- RECORDS SUPPLIED
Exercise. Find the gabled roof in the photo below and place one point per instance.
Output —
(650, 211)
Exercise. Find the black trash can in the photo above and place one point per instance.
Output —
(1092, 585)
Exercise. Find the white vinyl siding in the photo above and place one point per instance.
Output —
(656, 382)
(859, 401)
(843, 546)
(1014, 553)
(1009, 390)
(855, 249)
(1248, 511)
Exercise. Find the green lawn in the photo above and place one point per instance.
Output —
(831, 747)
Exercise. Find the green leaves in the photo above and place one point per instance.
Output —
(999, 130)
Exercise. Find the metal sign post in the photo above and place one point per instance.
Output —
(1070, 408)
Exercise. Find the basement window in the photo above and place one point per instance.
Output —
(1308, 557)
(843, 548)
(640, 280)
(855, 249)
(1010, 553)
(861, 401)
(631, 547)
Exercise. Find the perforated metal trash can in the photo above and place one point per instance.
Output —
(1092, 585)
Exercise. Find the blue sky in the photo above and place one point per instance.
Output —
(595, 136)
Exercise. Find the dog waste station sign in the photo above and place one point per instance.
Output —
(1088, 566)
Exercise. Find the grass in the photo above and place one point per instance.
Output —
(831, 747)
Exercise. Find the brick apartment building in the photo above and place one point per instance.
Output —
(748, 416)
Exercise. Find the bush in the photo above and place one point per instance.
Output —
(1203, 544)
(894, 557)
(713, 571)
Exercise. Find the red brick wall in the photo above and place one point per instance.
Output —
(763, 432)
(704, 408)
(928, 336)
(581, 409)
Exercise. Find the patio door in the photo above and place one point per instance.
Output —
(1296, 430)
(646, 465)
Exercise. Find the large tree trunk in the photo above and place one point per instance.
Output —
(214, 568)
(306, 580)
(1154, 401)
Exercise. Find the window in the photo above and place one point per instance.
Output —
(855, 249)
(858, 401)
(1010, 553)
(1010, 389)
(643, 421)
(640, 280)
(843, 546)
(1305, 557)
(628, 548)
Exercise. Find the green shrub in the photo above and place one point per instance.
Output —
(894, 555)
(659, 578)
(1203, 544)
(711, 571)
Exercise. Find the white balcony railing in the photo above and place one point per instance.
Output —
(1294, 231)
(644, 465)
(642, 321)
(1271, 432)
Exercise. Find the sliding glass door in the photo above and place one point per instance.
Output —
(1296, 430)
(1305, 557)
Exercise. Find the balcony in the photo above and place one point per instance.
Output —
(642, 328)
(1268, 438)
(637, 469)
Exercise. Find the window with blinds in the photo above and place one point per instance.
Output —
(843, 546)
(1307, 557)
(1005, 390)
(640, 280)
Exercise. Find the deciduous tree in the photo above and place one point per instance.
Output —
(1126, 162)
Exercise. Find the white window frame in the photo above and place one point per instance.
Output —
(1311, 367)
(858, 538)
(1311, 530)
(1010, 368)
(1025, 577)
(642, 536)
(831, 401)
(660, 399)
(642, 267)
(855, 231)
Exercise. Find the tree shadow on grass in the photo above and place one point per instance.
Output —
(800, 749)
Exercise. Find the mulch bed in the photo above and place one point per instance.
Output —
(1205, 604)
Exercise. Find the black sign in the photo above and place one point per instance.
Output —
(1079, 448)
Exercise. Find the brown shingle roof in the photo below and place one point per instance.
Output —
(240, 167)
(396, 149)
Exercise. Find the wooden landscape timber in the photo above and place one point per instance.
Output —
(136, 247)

- TASK TO COMPLETE
Using the exact wording, write out all of the records.

- FINAL ANSWER
Exercise. Find the gabled roof in the photo below and place one point per instance.
Output —
(650, 211)
Exercise. Find the black trash can in the photo above and place one point per instance.
Output —
(1092, 585)
Exercise. Find the white vinyl siding in the photo above and place one point per instance.
Output —
(656, 382)
(859, 401)
(843, 546)
(1014, 553)
(1009, 390)
(855, 249)
(1248, 511)
Exercise. Find the green lawn in the photo above and place one point per instance.
Output —
(831, 747)
Exercise. Find the green leaves in the photo above and place one point per instance.
Output —
(999, 130)
Exercise. Find the metal sign post in the photo above and place one point per instance.
Output —
(1070, 408)
Exercise. Find the basement window in the photo above and place one point per instance.
Output —
(1308, 557)
(843, 548)
(640, 280)
(855, 249)
(1010, 553)
(861, 401)
(631, 547)
Exercise. Find the perforated metal trash can in the photo above and place one point per instance.
Output —
(1092, 585)
Exercise. Find the blue sky in the photo above and place one point per instance.
Output —
(595, 136)
Exercise. Find the dog waste station sign in the photo above and place one point per instance.
Output —
(1088, 566)
Exercise. Find the grass in the photo above and place one point per instance.
Output —
(831, 747)
Exercise. Find the brick apartment building in the photo above and place one point per instance.
Output —
(748, 416)
Exercise. Find the bush in the photo above and place one point per instance.
Output —
(1203, 544)
(894, 557)
(713, 571)
Exercise. Find the red brick wall in the photo above and place one point per instance.
Output —
(763, 432)
(704, 408)
(928, 336)
(581, 409)
Exercise. Find the patio door in the photo above and place one point per instance.
Output —
(1296, 430)
(646, 465)
Exercise. Find the large tree trunk in the photo above and place one point per instance.
Output —
(214, 568)
(306, 580)
(1154, 401)
Exercise. Find the window in the photo above and place one point per instance.
Output —
(855, 249)
(858, 401)
(1010, 553)
(1010, 389)
(643, 421)
(640, 280)
(843, 546)
(1305, 557)
(628, 548)
Exercise. Find the green shrub in the photo above and place one point per instance.
Output —
(894, 555)
(659, 578)
(1203, 544)
(711, 571)
Exercise. Find the white balcony railing in the photo above and place one point per instance.
Output —
(1294, 231)
(644, 465)
(642, 321)
(1271, 432)
Exercise. Find the sliding glass door in the photo above and place one point per instance.
Output —
(1296, 430)
(1305, 557)
Exercise. Find the balcony in the photo above and place one point per instance.
Output —
(642, 328)
(1268, 438)
(637, 469)
Exercise. Find the window with blinds in the photo above and place one point per instance.
Output —
(843, 546)
(1307, 557)
(1005, 390)
(640, 280)
Exercise. Find the deciduous tree in the photo above and place one point per instance.
Output —
(1126, 162)
Exercise. Find the white window frame in the photo above and place one point per instance.
Output —
(1311, 367)
(858, 538)
(1311, 530)
(1010, 368)
(1025, 577)
(642, 536)
(831, 401)
(660, 399)
(642, 267)
(855, 231)
Exercise. Find the tree shadow on grass in the photo above and place one point per instance.
Output —
(800, 749)
Exercise. Find the mulch bed in the photo above and place one point per instance.
Output —
(1205, 604)
Exercise. Find the black sign in the photo above and place one point per instance.
Output —
(1079, 448)
Exercise. Find the brown shingle roof in the photo below and place one point per instance.
Output —
(240, 167)
(396, 149)
Exercise. Find the wooden landscape timber in the photo above and place one point per instance.
Output —
(136, 247)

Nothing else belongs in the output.